Records from a data collection:
━━━━

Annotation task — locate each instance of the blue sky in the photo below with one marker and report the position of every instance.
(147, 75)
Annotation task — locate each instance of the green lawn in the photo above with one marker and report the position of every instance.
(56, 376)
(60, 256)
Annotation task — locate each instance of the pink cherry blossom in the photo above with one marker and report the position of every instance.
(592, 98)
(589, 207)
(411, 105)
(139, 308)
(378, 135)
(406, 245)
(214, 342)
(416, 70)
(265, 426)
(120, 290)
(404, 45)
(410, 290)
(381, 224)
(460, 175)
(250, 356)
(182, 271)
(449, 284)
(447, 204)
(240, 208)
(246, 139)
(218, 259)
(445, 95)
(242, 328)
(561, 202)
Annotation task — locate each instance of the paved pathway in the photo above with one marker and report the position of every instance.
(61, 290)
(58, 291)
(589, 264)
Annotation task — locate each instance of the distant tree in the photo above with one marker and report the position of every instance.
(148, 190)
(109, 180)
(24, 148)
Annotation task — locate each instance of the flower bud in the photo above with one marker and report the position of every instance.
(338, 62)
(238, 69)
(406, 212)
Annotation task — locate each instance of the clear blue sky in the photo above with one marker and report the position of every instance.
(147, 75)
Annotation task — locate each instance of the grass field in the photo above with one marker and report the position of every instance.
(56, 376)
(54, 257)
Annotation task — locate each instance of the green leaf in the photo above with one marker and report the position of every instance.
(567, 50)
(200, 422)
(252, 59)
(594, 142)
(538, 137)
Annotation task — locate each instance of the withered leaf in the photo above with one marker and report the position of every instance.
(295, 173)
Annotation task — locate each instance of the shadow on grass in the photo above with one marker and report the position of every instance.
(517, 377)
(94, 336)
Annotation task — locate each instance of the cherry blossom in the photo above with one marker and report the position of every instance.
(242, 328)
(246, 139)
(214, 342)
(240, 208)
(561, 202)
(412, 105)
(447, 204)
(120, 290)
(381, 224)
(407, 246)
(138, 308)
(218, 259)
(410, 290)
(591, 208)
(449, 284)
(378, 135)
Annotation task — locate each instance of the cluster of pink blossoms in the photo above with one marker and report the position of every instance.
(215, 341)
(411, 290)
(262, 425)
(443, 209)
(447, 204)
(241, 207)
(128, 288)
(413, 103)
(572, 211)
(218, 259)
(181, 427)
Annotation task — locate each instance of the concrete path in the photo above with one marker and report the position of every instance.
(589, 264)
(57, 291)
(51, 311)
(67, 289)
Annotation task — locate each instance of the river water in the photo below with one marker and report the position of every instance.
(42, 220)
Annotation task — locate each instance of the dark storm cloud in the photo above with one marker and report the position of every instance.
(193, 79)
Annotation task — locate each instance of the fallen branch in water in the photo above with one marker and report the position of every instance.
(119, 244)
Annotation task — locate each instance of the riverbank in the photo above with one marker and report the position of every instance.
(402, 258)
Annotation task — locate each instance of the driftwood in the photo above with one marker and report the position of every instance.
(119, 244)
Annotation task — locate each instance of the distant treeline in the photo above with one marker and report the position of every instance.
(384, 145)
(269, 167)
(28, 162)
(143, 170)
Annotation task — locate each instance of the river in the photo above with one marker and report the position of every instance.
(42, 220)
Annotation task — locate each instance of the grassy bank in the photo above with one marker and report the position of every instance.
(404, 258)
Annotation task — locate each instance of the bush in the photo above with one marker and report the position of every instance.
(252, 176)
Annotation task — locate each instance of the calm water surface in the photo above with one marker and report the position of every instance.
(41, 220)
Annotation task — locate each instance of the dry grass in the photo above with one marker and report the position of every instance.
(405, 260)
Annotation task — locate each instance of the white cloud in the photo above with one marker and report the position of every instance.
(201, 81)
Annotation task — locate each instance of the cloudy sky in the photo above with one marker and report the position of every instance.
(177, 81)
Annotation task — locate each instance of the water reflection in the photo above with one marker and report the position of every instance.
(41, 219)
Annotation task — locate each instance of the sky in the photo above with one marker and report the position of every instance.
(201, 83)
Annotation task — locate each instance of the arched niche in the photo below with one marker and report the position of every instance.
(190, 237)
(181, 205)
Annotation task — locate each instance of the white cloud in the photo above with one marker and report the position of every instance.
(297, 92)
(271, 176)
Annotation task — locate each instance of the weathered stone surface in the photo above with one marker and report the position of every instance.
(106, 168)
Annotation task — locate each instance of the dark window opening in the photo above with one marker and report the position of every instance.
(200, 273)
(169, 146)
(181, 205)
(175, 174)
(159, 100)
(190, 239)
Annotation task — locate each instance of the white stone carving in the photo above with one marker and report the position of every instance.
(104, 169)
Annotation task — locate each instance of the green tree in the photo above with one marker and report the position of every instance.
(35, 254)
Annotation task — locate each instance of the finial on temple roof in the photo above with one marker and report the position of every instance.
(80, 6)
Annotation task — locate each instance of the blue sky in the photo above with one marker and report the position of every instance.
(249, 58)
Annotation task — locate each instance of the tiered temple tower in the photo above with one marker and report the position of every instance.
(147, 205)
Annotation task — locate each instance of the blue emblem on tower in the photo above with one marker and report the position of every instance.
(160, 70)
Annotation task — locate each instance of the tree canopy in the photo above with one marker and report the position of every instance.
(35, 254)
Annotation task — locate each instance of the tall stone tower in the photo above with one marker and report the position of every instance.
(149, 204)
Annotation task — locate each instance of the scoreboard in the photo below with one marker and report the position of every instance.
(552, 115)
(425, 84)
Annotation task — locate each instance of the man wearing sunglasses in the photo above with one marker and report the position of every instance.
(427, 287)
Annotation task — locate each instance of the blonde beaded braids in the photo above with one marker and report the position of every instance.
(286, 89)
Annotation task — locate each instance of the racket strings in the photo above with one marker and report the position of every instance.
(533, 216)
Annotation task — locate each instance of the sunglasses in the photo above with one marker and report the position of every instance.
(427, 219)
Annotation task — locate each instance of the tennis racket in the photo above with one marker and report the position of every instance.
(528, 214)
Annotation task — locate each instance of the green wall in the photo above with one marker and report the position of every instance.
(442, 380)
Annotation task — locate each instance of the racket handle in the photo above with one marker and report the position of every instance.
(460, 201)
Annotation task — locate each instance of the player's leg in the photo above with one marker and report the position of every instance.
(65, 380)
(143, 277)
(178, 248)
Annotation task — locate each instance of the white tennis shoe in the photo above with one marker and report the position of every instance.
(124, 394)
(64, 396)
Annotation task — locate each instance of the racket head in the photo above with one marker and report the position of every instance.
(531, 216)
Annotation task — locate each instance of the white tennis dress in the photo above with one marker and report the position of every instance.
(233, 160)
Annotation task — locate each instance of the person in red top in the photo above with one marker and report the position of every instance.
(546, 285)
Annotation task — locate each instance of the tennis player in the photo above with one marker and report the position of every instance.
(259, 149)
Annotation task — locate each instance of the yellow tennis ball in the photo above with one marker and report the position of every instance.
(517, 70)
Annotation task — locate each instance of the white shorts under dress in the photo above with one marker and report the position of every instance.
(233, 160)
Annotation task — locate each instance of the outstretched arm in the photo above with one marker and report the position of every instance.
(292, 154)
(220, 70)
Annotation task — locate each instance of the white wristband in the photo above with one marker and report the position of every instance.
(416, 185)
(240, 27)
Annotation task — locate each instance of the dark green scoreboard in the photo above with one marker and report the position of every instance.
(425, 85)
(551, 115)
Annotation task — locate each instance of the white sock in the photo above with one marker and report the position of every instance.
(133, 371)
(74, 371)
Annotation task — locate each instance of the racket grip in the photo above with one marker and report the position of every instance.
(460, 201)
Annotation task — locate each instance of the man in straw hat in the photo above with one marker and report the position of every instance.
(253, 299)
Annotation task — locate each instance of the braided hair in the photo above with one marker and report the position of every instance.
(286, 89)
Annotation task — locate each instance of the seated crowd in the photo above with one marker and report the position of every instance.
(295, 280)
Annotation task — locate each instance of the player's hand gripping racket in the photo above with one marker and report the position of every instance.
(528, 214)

━━━━

_REQUEST_.
Quote the entire listing above exactly.

_TASK RESPONSE_.
Annotation task — locate each instance of the blue sky in the photo below with one marker and report the position of every instance.
(147, 75)
Annotation task — locate each instance of the green lawn in the photo above with one marker and report the position of every instance.
(56, 376)
(60, 256)
Annotation task — locate each instance of the pink cherry blossom in the photo above with one marker and report the position of every instance.
(592, 98)
(589, 207)
(411, 105)
(139, 308)
(378, 135)
(406, 245)
(214, 342)
(416, 70)
(265, 426)
(120, 290)
(404, 45)
(410, 290)
(381, 224)
(460, 175)
(250, 356)
(182, 271)
(449, 284)
(447, 204)
(240, 208)
(246, 139)
(218, 259)
(445, 95)
(242, 328)
(561, 202)
Annotation task — locate each instance of the paved pathway in the photo above with one marker and report the position of every instance.
(61, 290)
(58, 291)
(589, 264)
Annotation task — locate each instance of the distant tree in the photo above with one marker and report the position of every instance.
(148, 190)
(109, 180)
(24, 148)
Annotation task — locate each instance of the flower bud in the photo above with one marker and report the position of every instance.
(338, 62)
(238, 69)
(406, 212)
Annotation task — locate each instance of the clear blue sky in the photo above with one marker and report the position of every instance.
(147, 75)
Annotation task — locate each instance of the grass field in the photo above with one marker and report the position of every instance.
(56, 376)
(54, 257)
Annotation task — locate each instance of the green leaf in the photo above with one marker and report the position of every instance.
(567, 50)
(200, 422)
(252, 59)
(594, 142)
(538, 137)
Annotation task — locate each instance of the withered leaf in the photo above with one marker and report the position of every instance.
(295, 173)
Annotation task — locate each instance of the shadow on grass in the photo above with one marker and report the position of every instance.
(517, 377)
(94, 336)
Annotation task — locate each instance of the cherry blossom in the photo above with one marker and report the position of every instance.
(242, 328)
(246, 139)
(214, 342)
(240, 208)
(561, 202)
(412, 105)
(447, 204)
(120, 290)
(381, 224)
(407, 246)
(138, 308)
(218, 259)
(410, 290)
(591, 208)
(449, 284)
(378, 135)
Annotation task — locate each instance of the cluster of pink blossoms in the photo above with one marker and report the position of every instance.
(215, 341)
(411, 290)
(262, 425)
(443, 209)
(447, 204)
(241, 207)
(128, 288)
(413, 103)
(572, 211)
(218, 259)
(181, 427)
Annotation task — locate each instance of the concrete path in the photo above with one marker and report the position of every instance.
(589, 264)
(57, 291)
(51, 311)
(67, 289)
Annotation task — locate each instance of the river water in the photo below with one marker and report the position of every instance.
(42, 220)
Annotation task — locate each instance of the dark storm cloud in the photo above with one marker and report the position of every instance.
(193, 79)
Annotation task — locate each instance of the fallen branch in water in the photo above with one marker and report the position of every instance.
(119, 244)
Annotation task — locate each instance of the riverbank in the photo above with one marker and report the position of every instance.
(402, 258)
Annotation task — locate each instance of the driftwood in the photo above with one marker and report the position of every instance.
(119, 244)
Annotation task — locate each instance of the distant treeline in the photo above with one marker and report the position of every instance.
(384, 145)
(269, 167)
(28, 162)
(143, 170)
Annotation task — locate each instance of the river in the photo above with one marker and report the position of every instance.
(42, 220)
Annotation task — locate each instance of the grassy bank in the photo above with one marker and report the position of every instance.
(404, 258)
Annotation task — locate each instance of the bush in the photo above with one marker and report the position of every instance.
(252, 176)
Annotation task — locate each instance of the calm water surface in the photo above with one marker and report the position of every instance.
(41, 220)
Annotation task — locate each instance of the dry grass in the photo above with one marker and report the position of every instance.
(405, 260)
Annotation task — locate each instance of the white cloud in the photo above with one marker and report the position of every instance.
(201, 81)
Annotation task — locate each instance of the cloudy sky in the photo above with one marker and report the position of every instance.
(177, 81)
Annotation task — locate each instance of the water reflection in the photo above with one marker and report the position of every instance.
(41, 219)
Annotation task — locate each instance of the sky in the photo above with one marker and report the position of every instance.
(201, 83)
Annotation task — locate each instance of the arched niche in the photo below with one marker and report the position of every instance.
(190, 237)
(181, 205)
Annotation task — locate each instance of the white cloud in the photo above with one marker and report the position of every instance.
(297, 92)
(271, 176)
Annotation task — locate each instance of the weathered stone surface in the photo above with one marker and report the position of every instance.
(106, 168)
Annotation task — locate each instance of the dark window opening in the photo above with one marker and report the position of every instance.
(200, 273)
(169, 146)
(181, 205)
(175, 174)
(159, 100)
(190, 239)
Annotation task — locate each instance of the white stone carving in the photo above with one marker and report the position of every instance.
(104, 169)
Annotation task — locate each instance of the green tree in the photo above with one marker and report the position of every instance.
(35, 254)
Annotation task — locate each instance of the finial on temple roof in the photo above with one marker and report the position of every instance.
(80, 6)
Annotation task — locate each instance of the blue sky in the photo above with one marker and report the position of every instance.
(249, 58)
Annotation task — locate each instance of the tiered temple tower in the photo above with one marker and report the position of every instance.
(147, 205)
Annotation task — locate each instance of the blue emblem on tower in the photo above with one marker and report the position of every instance.
(160, 70)
Annotation task — locate each instance of the tree canopy in the photo above with one marker and report the position of every instance.
(35, 254)
Annotation task — locate each instance of the tall stone tower in the photo above with one marker and report the position of every instance.
(149, 204)
Annotation task — locate each instance of the scoreboard in the photo below with one marker and report the position of every instance.
(552, 115)
(425, 84)
Annotation task — locate each instance of the man wearing sunglasses in the photo above with one marker and report the position of every instance.
(427, 287)
Annotation task — locate each instance of the blonde beaded braids in the photo above with one marker and report the position of every instance.
(286, 89)
Annotation task — locate each instance of the racket strings in the photo above with one marker and report the position of every instance.
(533, 216)
Annotation task — locate each instance of the sunglasses in the photo above with one marker and report the position of every instance.
(427, 219)
Annotation task — locate each instance of the tennis racket in the photo above with one marker and report the position of every instance.
(528, 214)
Annotation task — locate each instance of the green wall in the photo above with one marker and report the position of every instance.
(442, 380)
Annotation task — locate each instance of the racket handle in the photo above with one marker and report the position of every instance.
(460, 201)
Annotation task — locate each instance of the player's leg in the photo above with one marker and report the position of every instance.
(65, 380)
(143, 277)
(178, 248)
Annotation task — locate each instance of the white tennis shoe in the photo above with one marker and report the position of every instance.
(124, 394)
(64, 396)
Annotation task — locate each instance of the racket head in the photo above with one marker and report the position of every instance.
(531, 216)
Annotation task — locate each instance of the white tennis dress in the photo above with one marker and report the position of every instance.
(233, 160)
Annotation task — locate each instance of the person in red top in the photo above with one marker and report the position of every instance.
(546, 285)
Annotation task — locate each instance of the tennis player in the photo above with one marker and report the position of every instance.
(259, 149)
Annotation task — locate each instance of the yellow tennis ball in the photo above with one marker and report the position of every instance.
(517, 70)
Annotation task — locate each instance of the white shorts under dress in the photo above with one marker and report the position of every instance.
(233, 160)
Annotation task — locate each instance of the outstretched arm in the photo above with one marker and report the position of every instance.
(292, 154)
(220, 70)
Annotation task — locate each instance of the white wristband in the photo above with one marker and report the position of every instance.
(416, 185)
(240, 27)
Annotation task — locate each instance of the dark green scoreboard in the photo above with one marker and report the position of every instance.
(425, 85)
(551, 115)
Annotation task — locate each instance of the white sock in the photo above with one marker and report the position of every instance.
(133, 371)
(74, 371)
Annotation task — locate each instance of the racket grip in the photo above with one marker and report the position of every instance.
(460, 201)
Annotation task — locate each instance of the man in straw hat in the photo above with one marker and report the position of every instance.
(253, 299)
Annotation task — locate each instance of the braided hair in the photo above with one marker and report the position of every instance.
(286, 89)
Annotation task — locate each instance of the seated crowd in the photo above with one marker and report the position of every instance.
(295, 280)
Annotation task — locate each instance of the player's hand gripping racket in the photo above with one marker and report the position of every instance.
(528, 214)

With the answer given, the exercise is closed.